_Task to carry out_.
In how many lines of the data below does the word "cloud" appear? Reply with the number and nothing more.

_Material to process_.
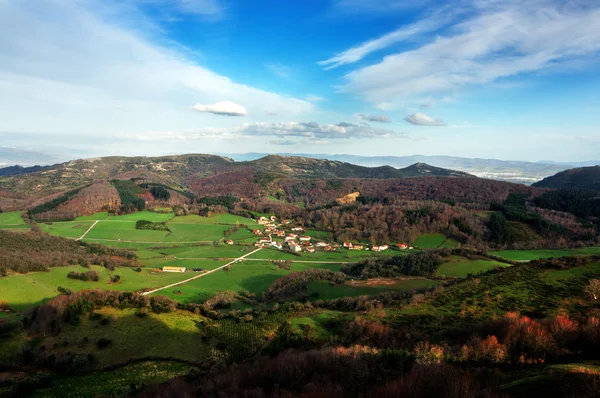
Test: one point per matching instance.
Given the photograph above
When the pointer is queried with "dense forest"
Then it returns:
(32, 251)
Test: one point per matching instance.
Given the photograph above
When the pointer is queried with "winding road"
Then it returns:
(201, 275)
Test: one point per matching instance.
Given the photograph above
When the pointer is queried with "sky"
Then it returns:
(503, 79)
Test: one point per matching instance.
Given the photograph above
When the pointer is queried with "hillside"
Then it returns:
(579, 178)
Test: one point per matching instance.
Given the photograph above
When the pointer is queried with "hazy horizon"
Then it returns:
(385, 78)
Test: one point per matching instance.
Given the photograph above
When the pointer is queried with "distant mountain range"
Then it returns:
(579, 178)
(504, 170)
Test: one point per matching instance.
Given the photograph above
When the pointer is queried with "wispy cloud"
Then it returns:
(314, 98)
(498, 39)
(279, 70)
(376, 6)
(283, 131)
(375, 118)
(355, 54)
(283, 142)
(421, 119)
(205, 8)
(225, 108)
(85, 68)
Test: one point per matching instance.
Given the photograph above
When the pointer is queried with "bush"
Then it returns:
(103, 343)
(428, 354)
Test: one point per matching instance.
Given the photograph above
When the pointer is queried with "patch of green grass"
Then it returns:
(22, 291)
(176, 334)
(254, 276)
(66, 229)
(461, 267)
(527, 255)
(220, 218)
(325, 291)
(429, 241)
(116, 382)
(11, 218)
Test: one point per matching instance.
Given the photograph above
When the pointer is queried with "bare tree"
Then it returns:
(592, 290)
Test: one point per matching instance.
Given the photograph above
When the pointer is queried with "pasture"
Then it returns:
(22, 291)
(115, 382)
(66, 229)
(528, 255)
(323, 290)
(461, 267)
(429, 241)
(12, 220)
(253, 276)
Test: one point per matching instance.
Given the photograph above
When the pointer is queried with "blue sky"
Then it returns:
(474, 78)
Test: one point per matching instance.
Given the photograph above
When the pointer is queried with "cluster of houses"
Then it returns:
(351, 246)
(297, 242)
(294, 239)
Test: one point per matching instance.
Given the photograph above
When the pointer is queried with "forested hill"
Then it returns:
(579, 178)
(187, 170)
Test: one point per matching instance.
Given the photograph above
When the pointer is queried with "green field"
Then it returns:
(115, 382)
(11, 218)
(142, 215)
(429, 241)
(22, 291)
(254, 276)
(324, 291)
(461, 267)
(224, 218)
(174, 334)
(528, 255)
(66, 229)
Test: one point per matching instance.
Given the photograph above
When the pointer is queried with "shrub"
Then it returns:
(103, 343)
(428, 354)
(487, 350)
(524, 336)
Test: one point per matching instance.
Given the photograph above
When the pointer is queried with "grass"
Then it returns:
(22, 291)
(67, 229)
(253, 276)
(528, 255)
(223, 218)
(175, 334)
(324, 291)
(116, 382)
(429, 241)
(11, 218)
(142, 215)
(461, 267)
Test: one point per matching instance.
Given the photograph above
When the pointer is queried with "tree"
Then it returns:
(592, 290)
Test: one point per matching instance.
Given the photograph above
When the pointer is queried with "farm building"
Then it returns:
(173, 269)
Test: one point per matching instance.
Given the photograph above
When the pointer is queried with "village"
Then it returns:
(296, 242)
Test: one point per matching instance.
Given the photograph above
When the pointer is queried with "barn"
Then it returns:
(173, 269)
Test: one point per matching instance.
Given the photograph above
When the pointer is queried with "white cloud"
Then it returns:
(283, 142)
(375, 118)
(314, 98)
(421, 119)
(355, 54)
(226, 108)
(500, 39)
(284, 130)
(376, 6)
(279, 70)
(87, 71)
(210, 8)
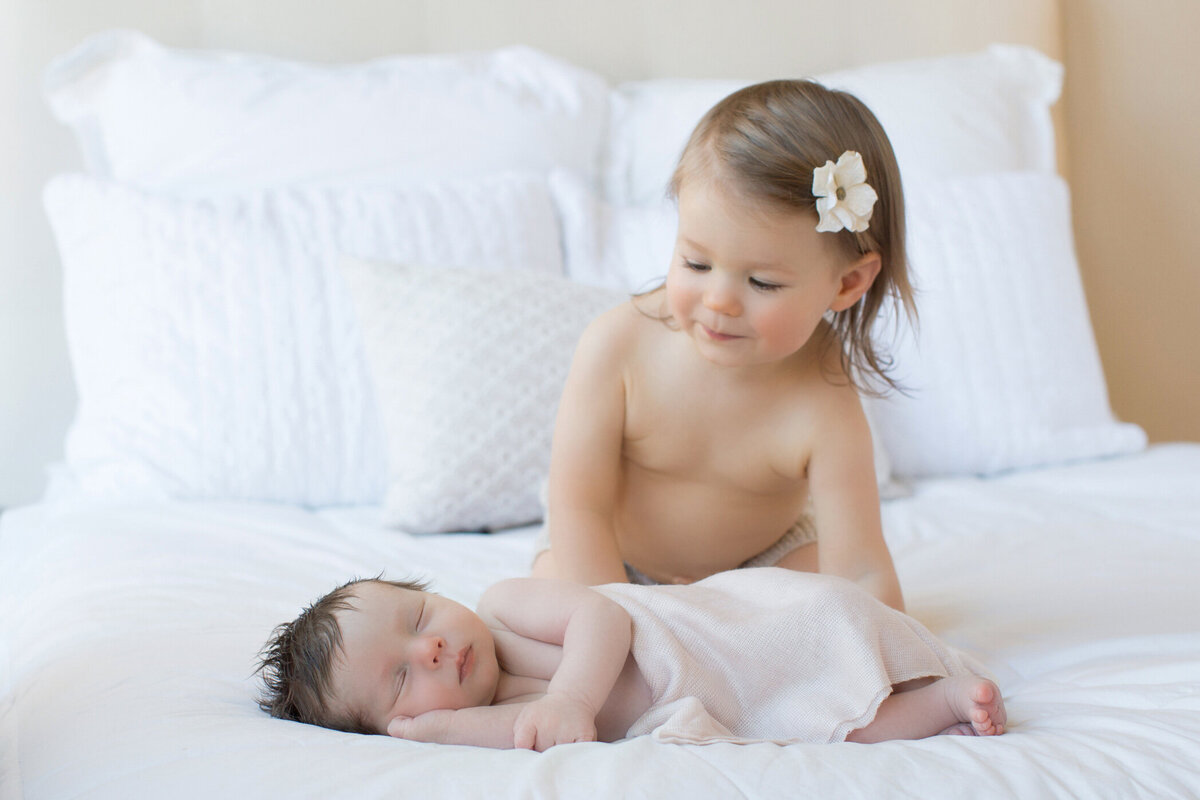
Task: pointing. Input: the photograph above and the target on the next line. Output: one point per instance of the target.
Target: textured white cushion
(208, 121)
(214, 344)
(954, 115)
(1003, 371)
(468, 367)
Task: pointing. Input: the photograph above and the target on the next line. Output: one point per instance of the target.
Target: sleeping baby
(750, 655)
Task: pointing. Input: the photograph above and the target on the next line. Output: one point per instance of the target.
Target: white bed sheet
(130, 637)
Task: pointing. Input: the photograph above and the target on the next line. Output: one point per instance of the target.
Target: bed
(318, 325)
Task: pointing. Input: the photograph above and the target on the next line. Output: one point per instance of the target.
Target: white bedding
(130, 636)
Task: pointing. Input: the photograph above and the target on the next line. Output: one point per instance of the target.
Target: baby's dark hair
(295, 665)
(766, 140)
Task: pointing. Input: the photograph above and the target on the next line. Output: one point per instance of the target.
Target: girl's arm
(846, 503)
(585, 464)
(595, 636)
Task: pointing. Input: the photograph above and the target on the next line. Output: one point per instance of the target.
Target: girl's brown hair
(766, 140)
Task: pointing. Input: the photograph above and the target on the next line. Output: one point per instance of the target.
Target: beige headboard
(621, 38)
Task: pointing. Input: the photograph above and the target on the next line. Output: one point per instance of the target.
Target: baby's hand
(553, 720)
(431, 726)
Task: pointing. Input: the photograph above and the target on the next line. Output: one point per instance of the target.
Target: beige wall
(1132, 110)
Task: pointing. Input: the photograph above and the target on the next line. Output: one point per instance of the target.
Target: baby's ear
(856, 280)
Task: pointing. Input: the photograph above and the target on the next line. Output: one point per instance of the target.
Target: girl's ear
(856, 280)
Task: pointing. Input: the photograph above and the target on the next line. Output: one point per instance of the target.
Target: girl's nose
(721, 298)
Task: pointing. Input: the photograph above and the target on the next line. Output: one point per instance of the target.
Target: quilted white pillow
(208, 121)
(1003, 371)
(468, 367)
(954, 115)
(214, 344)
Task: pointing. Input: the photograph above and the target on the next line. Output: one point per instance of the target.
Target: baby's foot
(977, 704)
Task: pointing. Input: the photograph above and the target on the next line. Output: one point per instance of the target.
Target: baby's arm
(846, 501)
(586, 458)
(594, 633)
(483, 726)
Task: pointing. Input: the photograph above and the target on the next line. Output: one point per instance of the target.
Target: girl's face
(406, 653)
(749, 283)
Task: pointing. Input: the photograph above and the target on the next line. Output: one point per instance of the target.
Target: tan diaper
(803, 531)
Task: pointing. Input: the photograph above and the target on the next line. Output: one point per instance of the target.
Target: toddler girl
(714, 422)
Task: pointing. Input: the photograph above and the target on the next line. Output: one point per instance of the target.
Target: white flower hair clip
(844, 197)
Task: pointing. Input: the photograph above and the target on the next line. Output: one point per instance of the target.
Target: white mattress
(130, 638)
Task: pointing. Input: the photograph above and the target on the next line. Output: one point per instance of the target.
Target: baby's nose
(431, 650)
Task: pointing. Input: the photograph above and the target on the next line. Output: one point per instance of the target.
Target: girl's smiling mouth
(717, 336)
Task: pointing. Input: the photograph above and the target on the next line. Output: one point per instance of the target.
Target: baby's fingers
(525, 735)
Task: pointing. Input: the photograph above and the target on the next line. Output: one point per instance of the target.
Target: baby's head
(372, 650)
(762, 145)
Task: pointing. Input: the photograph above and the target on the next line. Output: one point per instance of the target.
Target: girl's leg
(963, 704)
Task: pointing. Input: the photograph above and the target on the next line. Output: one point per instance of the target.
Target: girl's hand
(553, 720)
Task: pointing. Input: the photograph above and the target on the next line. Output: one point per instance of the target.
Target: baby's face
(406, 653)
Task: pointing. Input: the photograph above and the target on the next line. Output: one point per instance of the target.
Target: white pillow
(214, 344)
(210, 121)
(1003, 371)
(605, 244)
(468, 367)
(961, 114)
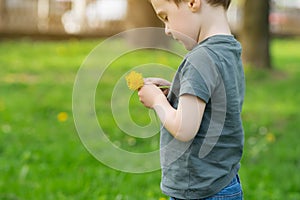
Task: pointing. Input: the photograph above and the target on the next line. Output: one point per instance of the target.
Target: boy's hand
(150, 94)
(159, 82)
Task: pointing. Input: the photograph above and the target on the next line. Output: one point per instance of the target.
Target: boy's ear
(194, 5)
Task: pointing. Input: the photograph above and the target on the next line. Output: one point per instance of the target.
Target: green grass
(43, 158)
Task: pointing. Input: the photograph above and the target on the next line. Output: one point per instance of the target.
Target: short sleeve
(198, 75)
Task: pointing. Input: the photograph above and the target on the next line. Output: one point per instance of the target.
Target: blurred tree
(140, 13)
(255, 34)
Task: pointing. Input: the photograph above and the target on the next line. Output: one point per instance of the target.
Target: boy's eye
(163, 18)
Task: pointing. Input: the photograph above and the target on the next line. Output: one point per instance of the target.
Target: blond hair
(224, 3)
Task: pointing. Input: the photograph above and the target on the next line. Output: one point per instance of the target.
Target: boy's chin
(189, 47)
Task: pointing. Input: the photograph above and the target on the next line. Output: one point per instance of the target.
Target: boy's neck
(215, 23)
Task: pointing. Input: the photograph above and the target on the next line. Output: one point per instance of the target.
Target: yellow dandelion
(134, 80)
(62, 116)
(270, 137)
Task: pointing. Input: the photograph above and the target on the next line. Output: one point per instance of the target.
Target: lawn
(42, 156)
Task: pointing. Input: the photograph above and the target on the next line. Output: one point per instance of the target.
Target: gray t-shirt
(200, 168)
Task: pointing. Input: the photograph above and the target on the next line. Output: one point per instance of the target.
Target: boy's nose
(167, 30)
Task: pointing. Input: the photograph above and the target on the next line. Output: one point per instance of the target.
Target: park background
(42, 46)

_Response to the task_.
2